**ACTIVITIES**
(a) Answer these questions from the column:
(i) What was the final score of the Alabama-LSU game?
(ii) In which county was the author working as a reporter during the "War on Drugs"?
(iii) How many newspapers ran the author's photo on the front page?
(b) Restate the column from "Clearly it was" to "the black race.", renaming "Facebook" as "Twitter" throughout.

**TEXT PROVIDED**
....

The Game of the Century? The Biggest Drug Bust Ever? Come On People…


The Big Picture –
By Glynn Wilson

I don’t know if Americans or Southerners are incredibly gullible or just stupid, or if local news outlets are to blame.


But we had a good laugh Saturday night when the sportscasters fell for the line calling the Alabama-LSU game (Alabama won, 30-16) “The Game of the Century” before it ever took place.

Clearly it was not the game of the century or even the game of the year. Neither Alabama nor LSU were undefeated teams going in. They were not ranked numbers one and two and playing for the national championship. So how do people, including national sports casters, fall for such nonsense?

I understand the world as portrayed on television is all about pretense and hype. But that does not mean intelligent people have to fall for it, every time.

Take for example a recent story out of Alabama’s Jefferson County that made the rounds on Facebook’s so-called “news feed.”

It was once again billed as “The Largest Drug Bust in … History,” and featured the zany mug shot of a crazy looking black man.

I guess stories like that get a lot of traffic and likes, shares and comments on Facebook. They feed some peoples’ overblown fears of crime and stereotypes of the black race.


Back in the day, 30 years ago during Ronald and Nancy Reagan’s so-called “War on Drugs,” I was guilty of producing such stories myself. As a reporter in Baldwin County, Alabama, I was once lured to take a ride in a small airplane with what the cops called “the Grandfather Narc,” a man who could spot marijuana plants on the ground.

We landed near a farm in north Baldwin County where a father and son had given up on making a living growing corn and tomatoes and had pot plants growing all over the place, including the barn yard. They made no attempt to hide the plants, I guess thinking they were so far out in a rural area that the cops would never look there.

I’ll never forget the photo I took that day that ran on the front page of all six Gulf Coast Newspapers. It was a sheriff’s deputy in mirrored sunglasses standing next to several pot plants a couple of feet taller than him. As a cub reporter, I was proud of my work that day I guess.

....

**RECORDS**

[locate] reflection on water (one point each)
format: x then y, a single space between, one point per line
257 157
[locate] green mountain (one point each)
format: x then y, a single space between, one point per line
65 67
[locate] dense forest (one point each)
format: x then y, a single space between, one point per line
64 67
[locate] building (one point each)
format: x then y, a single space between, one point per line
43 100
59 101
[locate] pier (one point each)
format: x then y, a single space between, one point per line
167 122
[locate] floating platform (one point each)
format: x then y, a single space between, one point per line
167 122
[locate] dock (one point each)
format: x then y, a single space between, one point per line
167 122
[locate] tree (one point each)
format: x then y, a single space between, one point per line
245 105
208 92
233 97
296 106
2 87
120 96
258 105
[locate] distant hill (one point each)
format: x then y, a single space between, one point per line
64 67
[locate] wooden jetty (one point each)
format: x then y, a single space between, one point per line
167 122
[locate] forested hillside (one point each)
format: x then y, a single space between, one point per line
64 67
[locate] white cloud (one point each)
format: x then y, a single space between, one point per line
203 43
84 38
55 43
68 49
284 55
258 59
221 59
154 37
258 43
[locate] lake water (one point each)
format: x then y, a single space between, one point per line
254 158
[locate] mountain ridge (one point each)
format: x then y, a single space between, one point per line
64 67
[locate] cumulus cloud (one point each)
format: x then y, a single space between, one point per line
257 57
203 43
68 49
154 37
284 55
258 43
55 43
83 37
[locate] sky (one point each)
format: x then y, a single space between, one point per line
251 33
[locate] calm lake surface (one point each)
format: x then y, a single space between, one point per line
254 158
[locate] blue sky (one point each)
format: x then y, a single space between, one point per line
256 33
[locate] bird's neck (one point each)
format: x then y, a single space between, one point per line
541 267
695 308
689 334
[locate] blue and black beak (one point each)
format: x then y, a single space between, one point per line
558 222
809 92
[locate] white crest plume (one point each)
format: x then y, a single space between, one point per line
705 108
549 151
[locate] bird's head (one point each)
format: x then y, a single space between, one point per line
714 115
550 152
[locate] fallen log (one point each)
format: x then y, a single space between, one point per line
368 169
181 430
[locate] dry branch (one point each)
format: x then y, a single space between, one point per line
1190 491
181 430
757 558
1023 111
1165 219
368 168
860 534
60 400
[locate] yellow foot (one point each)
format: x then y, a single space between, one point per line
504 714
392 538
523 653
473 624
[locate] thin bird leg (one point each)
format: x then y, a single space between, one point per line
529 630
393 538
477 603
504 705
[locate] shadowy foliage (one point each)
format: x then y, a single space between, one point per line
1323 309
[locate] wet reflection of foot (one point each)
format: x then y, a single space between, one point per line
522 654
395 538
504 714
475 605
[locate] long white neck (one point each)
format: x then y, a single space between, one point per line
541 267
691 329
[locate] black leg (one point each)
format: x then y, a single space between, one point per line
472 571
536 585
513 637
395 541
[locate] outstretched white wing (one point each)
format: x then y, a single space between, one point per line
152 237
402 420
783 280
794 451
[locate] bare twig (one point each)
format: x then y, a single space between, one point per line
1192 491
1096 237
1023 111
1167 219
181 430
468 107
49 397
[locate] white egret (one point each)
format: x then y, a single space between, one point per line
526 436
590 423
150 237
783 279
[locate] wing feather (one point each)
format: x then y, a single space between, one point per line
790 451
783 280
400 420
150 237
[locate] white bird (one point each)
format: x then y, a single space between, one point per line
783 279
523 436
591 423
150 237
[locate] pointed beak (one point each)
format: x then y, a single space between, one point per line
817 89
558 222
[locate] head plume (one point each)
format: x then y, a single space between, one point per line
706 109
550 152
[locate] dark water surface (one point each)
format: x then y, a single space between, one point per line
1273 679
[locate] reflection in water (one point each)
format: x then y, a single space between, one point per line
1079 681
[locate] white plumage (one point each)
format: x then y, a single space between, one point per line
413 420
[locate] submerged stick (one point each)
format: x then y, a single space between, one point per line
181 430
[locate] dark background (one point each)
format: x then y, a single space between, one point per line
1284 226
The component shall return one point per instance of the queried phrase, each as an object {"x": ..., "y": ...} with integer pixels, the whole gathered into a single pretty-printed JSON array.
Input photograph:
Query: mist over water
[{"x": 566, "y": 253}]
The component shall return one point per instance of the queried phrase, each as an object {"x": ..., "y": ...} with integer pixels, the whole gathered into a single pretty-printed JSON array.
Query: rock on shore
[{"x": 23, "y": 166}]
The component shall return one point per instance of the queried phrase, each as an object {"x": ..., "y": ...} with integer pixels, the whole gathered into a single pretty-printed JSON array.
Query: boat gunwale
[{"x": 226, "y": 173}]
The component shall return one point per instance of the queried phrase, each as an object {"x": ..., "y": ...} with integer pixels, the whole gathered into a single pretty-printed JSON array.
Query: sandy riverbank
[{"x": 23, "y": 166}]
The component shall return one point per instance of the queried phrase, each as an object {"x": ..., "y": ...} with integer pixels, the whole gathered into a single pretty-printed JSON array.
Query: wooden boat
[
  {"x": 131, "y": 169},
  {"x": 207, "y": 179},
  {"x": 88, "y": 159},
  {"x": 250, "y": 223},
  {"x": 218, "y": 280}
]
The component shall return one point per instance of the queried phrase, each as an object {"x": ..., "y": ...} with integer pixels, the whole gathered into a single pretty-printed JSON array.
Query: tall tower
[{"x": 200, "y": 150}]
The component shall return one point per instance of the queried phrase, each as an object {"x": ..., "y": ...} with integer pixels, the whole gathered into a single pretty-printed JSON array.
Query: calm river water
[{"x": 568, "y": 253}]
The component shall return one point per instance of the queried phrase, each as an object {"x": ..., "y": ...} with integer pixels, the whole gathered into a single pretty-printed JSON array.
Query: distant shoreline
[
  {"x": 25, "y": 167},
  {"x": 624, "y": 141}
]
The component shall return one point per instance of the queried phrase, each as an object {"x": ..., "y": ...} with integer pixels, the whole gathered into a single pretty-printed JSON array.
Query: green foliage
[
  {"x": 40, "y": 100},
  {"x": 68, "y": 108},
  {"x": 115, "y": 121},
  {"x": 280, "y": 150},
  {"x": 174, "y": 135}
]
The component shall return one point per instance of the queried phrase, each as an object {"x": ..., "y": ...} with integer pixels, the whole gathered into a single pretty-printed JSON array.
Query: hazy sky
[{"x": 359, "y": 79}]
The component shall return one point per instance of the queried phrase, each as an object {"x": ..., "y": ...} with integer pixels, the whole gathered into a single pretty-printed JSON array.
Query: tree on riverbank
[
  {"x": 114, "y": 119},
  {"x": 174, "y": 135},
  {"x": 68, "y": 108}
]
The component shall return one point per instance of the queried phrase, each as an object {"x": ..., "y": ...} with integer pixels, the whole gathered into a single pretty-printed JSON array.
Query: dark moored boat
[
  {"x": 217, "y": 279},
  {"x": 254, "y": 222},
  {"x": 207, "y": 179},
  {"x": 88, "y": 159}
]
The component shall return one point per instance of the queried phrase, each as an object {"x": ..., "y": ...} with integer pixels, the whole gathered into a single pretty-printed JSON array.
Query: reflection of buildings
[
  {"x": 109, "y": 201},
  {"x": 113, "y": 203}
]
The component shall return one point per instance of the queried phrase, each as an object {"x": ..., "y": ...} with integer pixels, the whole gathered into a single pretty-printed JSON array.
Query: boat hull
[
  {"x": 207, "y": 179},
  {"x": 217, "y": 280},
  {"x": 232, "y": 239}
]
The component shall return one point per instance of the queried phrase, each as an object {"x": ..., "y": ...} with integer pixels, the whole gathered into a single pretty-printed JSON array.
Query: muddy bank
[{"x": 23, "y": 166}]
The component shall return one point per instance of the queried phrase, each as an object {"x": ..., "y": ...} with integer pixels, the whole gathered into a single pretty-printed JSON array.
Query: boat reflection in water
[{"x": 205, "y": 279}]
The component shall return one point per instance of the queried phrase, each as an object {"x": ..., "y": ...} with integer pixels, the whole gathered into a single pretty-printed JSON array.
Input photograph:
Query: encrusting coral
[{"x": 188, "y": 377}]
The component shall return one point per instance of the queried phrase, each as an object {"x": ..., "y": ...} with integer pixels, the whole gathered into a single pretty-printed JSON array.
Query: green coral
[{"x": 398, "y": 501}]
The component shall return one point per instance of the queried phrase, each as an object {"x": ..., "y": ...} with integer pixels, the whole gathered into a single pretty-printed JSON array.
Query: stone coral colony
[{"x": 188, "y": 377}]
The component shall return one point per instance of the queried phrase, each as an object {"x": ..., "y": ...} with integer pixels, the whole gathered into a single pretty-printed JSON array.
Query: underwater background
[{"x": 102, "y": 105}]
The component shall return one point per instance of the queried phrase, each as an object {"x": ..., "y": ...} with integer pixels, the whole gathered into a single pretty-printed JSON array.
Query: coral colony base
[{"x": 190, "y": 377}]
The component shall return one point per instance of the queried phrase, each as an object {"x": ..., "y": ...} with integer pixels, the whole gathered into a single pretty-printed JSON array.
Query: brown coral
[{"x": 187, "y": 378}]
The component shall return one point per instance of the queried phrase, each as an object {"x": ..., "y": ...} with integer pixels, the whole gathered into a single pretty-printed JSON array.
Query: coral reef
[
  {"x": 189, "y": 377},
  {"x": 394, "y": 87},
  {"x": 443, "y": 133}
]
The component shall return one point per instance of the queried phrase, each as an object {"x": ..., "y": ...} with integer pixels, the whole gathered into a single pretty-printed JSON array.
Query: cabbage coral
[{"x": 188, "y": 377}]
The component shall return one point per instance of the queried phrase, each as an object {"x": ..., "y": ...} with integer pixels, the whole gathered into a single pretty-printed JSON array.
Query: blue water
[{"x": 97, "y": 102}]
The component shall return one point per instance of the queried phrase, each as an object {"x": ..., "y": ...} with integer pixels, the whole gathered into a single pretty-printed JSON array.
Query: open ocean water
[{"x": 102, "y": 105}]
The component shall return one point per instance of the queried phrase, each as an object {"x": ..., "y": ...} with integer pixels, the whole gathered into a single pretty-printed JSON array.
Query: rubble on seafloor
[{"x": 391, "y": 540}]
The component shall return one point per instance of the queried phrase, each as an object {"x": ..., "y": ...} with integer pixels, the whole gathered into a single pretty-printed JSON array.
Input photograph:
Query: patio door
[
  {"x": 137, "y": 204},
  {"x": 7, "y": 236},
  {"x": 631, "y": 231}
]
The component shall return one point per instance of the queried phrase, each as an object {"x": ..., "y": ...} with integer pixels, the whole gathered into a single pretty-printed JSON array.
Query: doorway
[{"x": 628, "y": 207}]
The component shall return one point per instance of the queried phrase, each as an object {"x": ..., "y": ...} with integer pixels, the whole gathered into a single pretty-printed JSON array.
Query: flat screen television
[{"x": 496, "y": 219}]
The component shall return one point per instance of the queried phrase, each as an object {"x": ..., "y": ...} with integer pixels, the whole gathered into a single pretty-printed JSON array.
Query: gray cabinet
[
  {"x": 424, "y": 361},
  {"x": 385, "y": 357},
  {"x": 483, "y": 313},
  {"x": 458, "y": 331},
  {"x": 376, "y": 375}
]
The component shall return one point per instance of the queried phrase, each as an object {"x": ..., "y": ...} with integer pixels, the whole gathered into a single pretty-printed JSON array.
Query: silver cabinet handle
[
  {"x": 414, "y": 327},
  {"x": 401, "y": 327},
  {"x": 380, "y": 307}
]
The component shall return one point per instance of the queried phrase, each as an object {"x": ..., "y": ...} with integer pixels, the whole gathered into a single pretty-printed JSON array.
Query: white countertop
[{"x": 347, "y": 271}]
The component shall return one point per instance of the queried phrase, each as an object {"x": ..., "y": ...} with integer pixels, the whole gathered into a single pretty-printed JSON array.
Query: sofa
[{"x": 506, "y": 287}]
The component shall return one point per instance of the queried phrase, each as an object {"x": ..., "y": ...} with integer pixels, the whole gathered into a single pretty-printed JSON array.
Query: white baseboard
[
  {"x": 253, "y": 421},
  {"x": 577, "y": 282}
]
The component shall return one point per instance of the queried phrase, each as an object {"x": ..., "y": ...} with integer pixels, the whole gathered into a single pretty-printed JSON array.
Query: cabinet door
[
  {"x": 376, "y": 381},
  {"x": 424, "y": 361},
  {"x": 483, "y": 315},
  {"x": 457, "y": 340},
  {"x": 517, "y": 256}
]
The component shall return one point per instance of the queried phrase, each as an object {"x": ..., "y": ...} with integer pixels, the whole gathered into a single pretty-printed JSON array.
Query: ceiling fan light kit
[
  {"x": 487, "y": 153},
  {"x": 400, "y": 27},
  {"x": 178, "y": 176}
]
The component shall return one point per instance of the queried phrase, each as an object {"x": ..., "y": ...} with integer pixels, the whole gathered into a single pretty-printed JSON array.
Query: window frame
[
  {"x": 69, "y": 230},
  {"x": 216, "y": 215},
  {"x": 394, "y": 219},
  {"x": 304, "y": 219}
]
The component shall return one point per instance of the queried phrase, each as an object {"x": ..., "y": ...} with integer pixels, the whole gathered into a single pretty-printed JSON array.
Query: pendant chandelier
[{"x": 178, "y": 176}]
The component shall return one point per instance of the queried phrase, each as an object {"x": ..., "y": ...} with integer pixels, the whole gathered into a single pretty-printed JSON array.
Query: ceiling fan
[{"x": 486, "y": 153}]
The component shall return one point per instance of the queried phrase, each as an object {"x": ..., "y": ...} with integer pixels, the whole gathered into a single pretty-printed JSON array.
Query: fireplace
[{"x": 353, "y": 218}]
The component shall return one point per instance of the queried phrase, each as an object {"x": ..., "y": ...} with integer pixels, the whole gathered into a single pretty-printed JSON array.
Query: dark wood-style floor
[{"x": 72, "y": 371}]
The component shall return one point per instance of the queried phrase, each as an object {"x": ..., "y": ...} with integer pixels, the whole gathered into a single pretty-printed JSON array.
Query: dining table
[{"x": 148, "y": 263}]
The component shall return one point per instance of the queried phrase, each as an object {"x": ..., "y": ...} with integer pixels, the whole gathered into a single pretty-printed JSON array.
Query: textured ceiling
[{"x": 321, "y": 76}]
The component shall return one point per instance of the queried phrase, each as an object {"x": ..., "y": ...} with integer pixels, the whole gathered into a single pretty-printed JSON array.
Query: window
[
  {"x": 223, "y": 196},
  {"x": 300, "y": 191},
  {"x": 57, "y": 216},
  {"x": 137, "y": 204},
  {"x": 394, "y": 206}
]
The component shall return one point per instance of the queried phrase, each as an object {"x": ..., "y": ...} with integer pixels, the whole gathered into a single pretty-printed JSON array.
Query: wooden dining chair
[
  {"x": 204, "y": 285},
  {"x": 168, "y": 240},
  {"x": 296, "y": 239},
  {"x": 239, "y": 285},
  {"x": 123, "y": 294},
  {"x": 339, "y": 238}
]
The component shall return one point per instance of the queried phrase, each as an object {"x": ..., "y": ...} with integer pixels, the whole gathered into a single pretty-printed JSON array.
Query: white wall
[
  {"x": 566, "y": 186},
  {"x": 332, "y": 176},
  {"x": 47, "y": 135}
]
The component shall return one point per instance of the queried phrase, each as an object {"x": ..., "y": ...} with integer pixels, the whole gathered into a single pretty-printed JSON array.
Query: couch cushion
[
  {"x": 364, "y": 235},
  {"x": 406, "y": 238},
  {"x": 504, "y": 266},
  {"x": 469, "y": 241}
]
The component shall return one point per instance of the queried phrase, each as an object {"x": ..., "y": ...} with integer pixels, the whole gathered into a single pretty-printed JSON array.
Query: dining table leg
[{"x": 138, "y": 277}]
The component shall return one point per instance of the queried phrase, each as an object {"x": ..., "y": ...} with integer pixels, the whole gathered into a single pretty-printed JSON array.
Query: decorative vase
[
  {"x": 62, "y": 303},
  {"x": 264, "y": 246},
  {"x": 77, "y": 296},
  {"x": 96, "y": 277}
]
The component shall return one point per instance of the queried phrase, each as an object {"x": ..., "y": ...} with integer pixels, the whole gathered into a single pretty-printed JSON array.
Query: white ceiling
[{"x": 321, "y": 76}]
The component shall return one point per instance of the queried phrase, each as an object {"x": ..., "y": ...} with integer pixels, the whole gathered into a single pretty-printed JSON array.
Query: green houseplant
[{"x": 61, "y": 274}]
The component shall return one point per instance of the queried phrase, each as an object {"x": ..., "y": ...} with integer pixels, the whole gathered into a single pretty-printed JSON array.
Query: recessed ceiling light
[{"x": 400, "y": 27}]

....

**RESULTS BY TASK**
(a)
(i) Alabama won, 30-16.
(ii) Baldwin County, Alabama.
(iii) All six Gulf Coast Newspapers.

(b)
Clearly it was not the game of the century or even the game of the year. Neither Alabama nor LSU were undefeated teams going in. They were not ranked numbers one and two and playing for the national championship. So how do people, including national sports casters, fall for such nonsense?

I understand the world as portrayed on television is all about pretense and hype. But that does not mean intelligent people have to fall for it, every time.

Take for example a recent story out of Alabama’s Jefferson County that made the rounds on Twitter’s so-called “news feed.”

It was once again billed as “The Largest Drug Bust in … History,” and featured the zany mug shot of a crazy looking black man.

I guess stories like that get a lot of traffic and likes, shares and comments on Twitter. They feed some peoples’ overblown fears of crime and stereotypes of the black race.